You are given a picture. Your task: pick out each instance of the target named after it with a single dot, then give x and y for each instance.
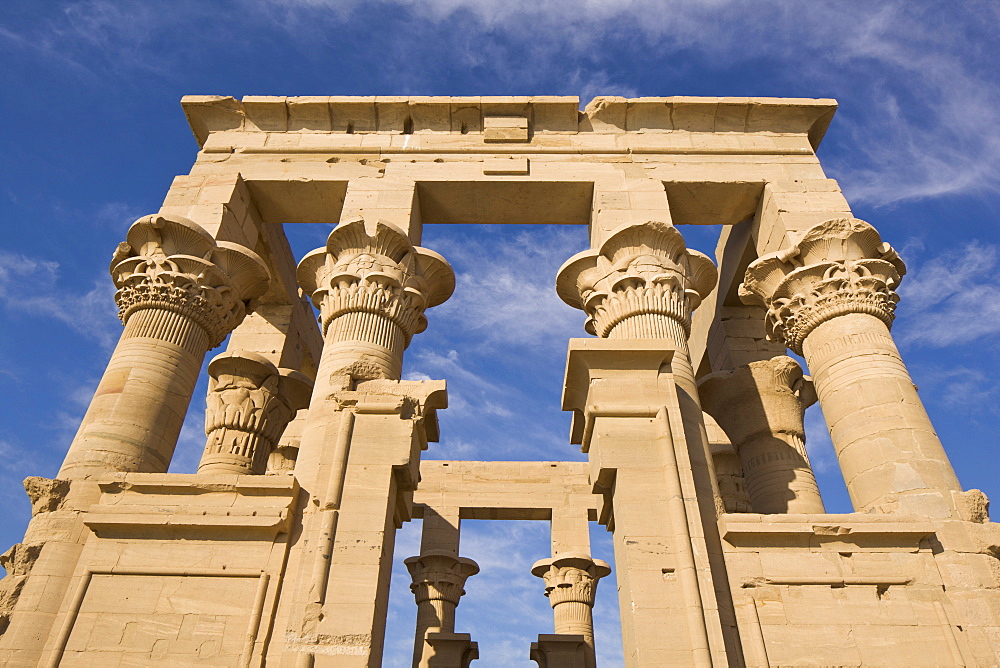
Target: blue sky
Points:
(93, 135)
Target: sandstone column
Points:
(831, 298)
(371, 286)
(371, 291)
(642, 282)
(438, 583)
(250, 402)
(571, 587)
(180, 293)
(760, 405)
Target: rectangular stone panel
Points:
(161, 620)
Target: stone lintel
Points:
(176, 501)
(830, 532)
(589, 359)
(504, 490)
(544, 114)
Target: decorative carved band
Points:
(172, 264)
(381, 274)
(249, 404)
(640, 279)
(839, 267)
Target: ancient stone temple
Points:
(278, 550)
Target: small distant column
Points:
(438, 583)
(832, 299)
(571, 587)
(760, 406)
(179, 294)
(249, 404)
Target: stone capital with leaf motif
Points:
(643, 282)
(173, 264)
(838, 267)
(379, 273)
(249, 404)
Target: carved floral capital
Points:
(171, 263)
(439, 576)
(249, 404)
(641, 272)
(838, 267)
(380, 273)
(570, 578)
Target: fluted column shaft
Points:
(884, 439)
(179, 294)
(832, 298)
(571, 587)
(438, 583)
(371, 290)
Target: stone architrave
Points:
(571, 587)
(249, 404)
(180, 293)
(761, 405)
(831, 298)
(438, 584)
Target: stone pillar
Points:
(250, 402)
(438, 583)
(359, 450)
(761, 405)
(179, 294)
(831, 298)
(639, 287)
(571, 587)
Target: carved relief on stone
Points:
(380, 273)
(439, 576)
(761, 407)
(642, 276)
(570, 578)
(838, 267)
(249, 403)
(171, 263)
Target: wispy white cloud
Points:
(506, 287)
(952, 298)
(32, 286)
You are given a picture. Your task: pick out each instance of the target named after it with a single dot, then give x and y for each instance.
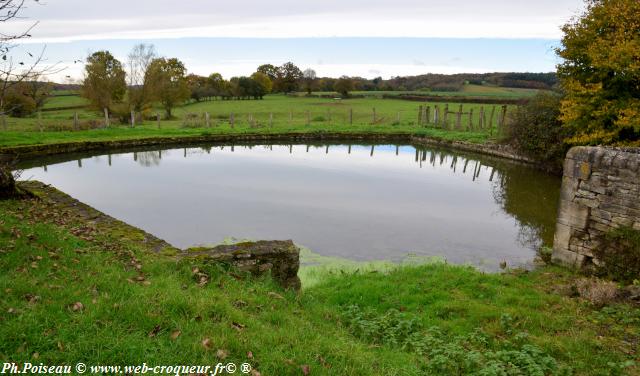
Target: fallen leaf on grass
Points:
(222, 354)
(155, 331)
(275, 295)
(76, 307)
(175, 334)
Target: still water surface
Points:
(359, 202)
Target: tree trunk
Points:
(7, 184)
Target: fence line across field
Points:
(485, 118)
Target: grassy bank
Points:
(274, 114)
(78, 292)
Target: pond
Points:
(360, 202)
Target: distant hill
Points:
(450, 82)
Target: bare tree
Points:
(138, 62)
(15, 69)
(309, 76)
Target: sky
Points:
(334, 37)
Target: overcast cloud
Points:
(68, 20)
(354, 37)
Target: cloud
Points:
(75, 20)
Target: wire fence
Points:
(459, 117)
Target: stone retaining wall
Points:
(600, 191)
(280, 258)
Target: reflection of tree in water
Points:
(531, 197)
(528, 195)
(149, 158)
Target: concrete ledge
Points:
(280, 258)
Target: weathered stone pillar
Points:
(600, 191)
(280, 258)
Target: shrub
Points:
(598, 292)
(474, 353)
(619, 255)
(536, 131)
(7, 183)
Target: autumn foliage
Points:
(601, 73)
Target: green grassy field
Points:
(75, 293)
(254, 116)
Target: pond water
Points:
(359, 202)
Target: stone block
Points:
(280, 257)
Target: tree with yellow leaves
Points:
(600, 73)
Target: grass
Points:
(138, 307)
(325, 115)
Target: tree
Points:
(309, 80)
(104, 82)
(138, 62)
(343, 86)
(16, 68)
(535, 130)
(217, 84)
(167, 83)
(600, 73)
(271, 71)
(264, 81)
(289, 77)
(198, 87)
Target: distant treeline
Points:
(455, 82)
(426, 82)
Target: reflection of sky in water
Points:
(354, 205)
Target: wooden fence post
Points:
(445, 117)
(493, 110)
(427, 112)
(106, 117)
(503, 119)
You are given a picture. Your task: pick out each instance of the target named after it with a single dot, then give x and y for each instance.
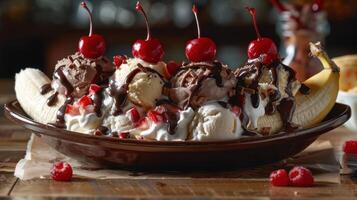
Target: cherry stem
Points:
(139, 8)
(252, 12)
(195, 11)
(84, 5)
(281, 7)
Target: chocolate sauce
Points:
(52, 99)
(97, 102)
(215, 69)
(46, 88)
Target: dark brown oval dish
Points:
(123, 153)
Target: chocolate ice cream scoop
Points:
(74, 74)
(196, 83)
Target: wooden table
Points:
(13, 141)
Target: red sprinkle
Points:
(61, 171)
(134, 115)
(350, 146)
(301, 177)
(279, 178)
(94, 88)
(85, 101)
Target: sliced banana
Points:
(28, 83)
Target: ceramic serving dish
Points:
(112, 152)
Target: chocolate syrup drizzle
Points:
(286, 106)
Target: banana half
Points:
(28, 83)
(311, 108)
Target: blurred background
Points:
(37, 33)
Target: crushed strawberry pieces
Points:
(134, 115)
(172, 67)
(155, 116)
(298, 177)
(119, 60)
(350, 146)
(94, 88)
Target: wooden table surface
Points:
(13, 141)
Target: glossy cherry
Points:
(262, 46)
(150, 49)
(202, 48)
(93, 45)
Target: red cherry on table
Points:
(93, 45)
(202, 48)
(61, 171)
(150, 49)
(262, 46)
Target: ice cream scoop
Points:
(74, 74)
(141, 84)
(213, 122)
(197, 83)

## What you will do:
Drop the pictures and reproduce the rest of the data above exactly.

## Result:
You are given a picture. Your task: pick out each instance of the target named after it with a single dot, then give x and y for each instance.
Target: blue sky
Points:
(93, 135)
Target: sandstone column
Points:
(831, 298)
(371, 286)
(371, 291)
(642, 282)
(438, 583)
(250, 402)
(571, 587)
(180, 293)
(760, 405)
Target: rectangular stone panel
Points:
(161, 620)
Target: stone lintel
Points:
(176, 501)
(830, 532)
(589, 359)
(504, 490)
(544, 114)
Target: decorative carved band
Points:
(172, 264)
(381, 274)
(249, 404)
(640, 279)
(839, 267)
Target: ancient stone temple
Points:
(278, 550)
Target: small distant column
Points:
(438, 583)
(832, 299)
(571, 587)
(760, 406)
(179, 294)
(249, 404)
Target: stone capital with leaf motif
Points:
(643, 282)
(173, 264)
(838, 267)
(379, 273)
(249, 404)
Target: carved floral capital
Points:
(171, 263)
(439, 576)
(249, 404)
(641, 272)
(838, 267)
(380, 273)
(570, 578)
Target: fluted column shaft
Points:
(884, 439)
(179, 294)
(832, 298)
(571, 587)
(438, 583)
(371, 290)
Target: stone architrave
Points:
(571, 587)
(249, 404)
(180, 293)
(761, 405)
(831, 298)
(438, 584)
Target: stone pillar
Points:
(250, 402)
(438, 583)
(359, 450)
(761, 405)
(179, 294)
(831, 298)
(639, 287)
(571, 587)
Target: carved relief on stone
Points:
(380, 273)
(439, 576)
(761, 407)
(642, 276)
(570, 578)
(838, 267)
(249, 403)
(171, 263)
Target: wispy white cloud
Points:
(506, 287)
(952, 298)
(32, 286)
You are given a picture. Your task: pick out each instance of the target named after it with a single dot, then give x and y for each instance.
Target: fallen leaf on grass
Points:
(222, 354)
(155, 331)
(275, 295)
(76, 307)
(175, 334)
Target: still water surface
Points:
(359, 202)
Target: tree trunk
Points:
(7, 184)
Target: fence line across field
Points:
(485, 118)
Target: grassy bank
Points:
(274, 114)
(78, 292)
Target: pond
Points:
(360, 202)
Target: distant hill
Points:
(450, 82)
Target: bare tree
Points:
(138, 62)
(15, 69)
(309, 76)
Target: sky
Points:
(334, 37)
Target: overcast cloud
Points:
(68, 20)
(354, 37)
Target: cloud
Points:
(75, 20)
Target: wire fence
Points:
(459, 117)
Target: stone retaining wall
Points:
(600, 191)
(280, 258)
Target: reflection of tree in water
Points:
(531, 197)
(528, 195)
(149, 158)
Target: concrete ledge
Points:
(280, 258)
Target: weathered stone pillar
Points:
(600, 191)
(280, 258)
Target: shrub
Points:
(598, 292)
(474, 353)
(619, 255)
(536, 131)
(7, 183)
Target: autumn foliage
Points:
(601, 73)
Target: green grassy field
Points:
(75, 293)
(254, 116)
Target: pond water
Points:
(359, 202)
Target: stone block
Points:
(280, 257)
Target: tree with yellow leaves
Points:
(600, 73)
Target: grass
Points:
(138, 307)
(325, 115)
Target: tree
Points:
(309, 80)
(104, 82)
(138, 62)
(343, 86)
(16, 68)
(535, 130)
(217, 84)
(167, 83)
(600, 73)
(271, 71)
(264, 81)
(289, 77)
(198, 87)
Target: distant treeline
Points:
(455, 82)
(426, 82)
Target: reflection of sky in water
Points:
(354, 205)
Target: wooden fence post
Points:
(445, 117)
(493, 110)
(427, 112)
(106, 117)
(503, 119)
You are given a picture. Your task: pick out each instance of the target named after it with a single dot, then give x and y for each instance.
Target: cherry stem
Points:
(139, 8)
(252, 12)
(195, 11)
(84, 5)
(281, 7)
Target: chocolate sauce
Points:
(52, 99)
(97, 102)
(215, 69)
(46, 88)
Target: dark brown oval dish
Points:
(123, 153)
Target: chocolate ice cream scoop
Points:
(74, 74)
(196, 83)
Target: wooden table
Points:
(13, 141)
Target: red sprinkle
Points:
(61, 171)
(134, 115)
(350, 146)
(301, 177)
(279, 178)
(94, 88)
(85, 101)
Target: sliced banana
Points:
(28, 83)
Target: ceramic serving dish
Points:
(112, 152)
Target: chocolate syrup drizzle
Points:
(286, 106)
Target: banana half
Points:
(28, 83)
(311, 108)
Target: blurred background
Points:
(37, 33)
Target: crushed strawberry pieces
Points:
(134, 115)
(172, 67)
(155, 116)
(298, 177)
(119, 60)
(350, 146)
(94, 88)
Target: wooden table surface
Points:
(13, 141)
Target: glossy cherry
Points:
(262, 46)
(150, 49)
(202, 48)
(93, 45)
Target: red cherry on table
Points:
(93, 45)
(202, 48)
(61, 171)
(150, 49)
(262, 46)
Target: ice cream scoop
Points:
(74, 74)
(141, 84)
(213, 122)
(197, 83)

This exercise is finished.